:: Extracted entries

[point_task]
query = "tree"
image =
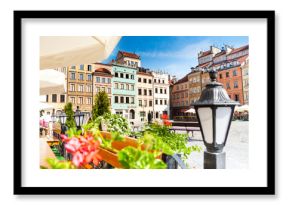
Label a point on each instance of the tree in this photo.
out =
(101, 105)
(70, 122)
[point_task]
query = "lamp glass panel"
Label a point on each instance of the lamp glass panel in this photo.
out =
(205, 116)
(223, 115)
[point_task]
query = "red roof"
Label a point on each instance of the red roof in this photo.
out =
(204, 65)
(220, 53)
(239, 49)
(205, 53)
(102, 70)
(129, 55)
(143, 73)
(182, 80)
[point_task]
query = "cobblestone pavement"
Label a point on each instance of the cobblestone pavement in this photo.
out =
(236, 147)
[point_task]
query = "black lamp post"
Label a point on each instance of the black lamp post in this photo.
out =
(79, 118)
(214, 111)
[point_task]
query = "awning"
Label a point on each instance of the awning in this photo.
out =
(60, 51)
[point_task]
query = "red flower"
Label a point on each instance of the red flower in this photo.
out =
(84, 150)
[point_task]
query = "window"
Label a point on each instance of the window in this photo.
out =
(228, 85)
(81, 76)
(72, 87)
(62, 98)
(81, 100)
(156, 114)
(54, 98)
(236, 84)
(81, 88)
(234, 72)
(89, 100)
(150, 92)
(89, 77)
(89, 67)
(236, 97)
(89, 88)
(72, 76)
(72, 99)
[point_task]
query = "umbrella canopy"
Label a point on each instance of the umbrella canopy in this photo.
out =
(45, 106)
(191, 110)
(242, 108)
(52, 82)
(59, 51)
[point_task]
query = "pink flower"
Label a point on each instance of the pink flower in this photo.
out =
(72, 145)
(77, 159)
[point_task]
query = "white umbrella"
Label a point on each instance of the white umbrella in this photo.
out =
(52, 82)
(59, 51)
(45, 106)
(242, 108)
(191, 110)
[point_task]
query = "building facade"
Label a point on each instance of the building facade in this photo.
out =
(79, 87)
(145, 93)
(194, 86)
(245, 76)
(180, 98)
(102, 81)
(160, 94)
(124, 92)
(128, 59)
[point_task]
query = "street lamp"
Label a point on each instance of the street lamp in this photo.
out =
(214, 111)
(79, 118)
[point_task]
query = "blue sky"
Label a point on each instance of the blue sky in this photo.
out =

::::

◆ **The problem**: Return the preceding entries verbatim, with the pictures excluded.

◆ **Response to the exercise**:
[point_task]
query = "tree"
image =
Label a point on each instance of the tree in this photo.
out =
(101, 105)
(70, 122)
[point_task]
query = "lamp glass panel"
Label a point on each instance of the lamp glass panel in this photo.
out =
(205, 116)
(223, 115)
[point_task]
query = "red roof"
Label a point on each instance of the red roof in this photo.
out =
(204, 65)
(220, 53)
(239, 49)
(205, 53)
(102, 70)
(129, 55)
(143, 73)
(182, 80)
[point_task]
query = "cobblestone pavement"
Label a point on each instance of the cobblestone pavement in this photo.
out =
(236, 147)
[point_task]
query = "black lamp post"
Label a point on each instance of the black lamp post in this photo.
out =
(79, 118)
(214, 111)
[point_task]
query = "awning"
Label a point on each instance of the awning in this photo.
out =
(60, 51)
[point_task]
query = "red flower"
Label a point on each instance of the red flower in this photo.
out =
(84, 150)
[point_task]
query = "window"
Label a point on each instance of the window in this photo.
out =
(228, 85)
(81, 76)
(72, 87)
(62, 98)
(81, 100)
(156, 114)
(54, 98)
(236, 84)
(81, 88)
(234, 72)
(89, 100)
(150, 92)
(89, 77)
(89, 67)
(236, 97)
(89, 88)
(72, 76)
(72, 99)
[point_task]
query = "umbrella canopy"
Label a point on each instance of the umbrella canopy in this photo.
out =
(45, 106)
(191, 110)
(242, 108)
(52, 82)
(59, 51)
[point_task]
query = "pink flower"
Label a point on each instance of the pink flower in this photo.
out =
(72, 145)
(77, 159)
[point_task]
query = "white umbrella"
Label a point on each instance of the white umbrella in this photo.
out =
(52, 82)
(59, 51)
(45, 106)
(242, 108)
(191, 110)
[point_task]
query = "building facade"
Label a point on each instance of the building facade in this photo.
out =
(79, 87)
(145, 93)
(194, 86)
(245, 76)
(180, 98)
(102, 81)
(160, 94)
(124, 92)
(128, 59)
[point_task]
query = "street lamp"
Label a point on each instance of the street lamp in this photo.
out =
(214, 111)
(79, 118)
[point_task]
query = "blue sky"
Label a point on each instance of the blue sky in this photo.
out =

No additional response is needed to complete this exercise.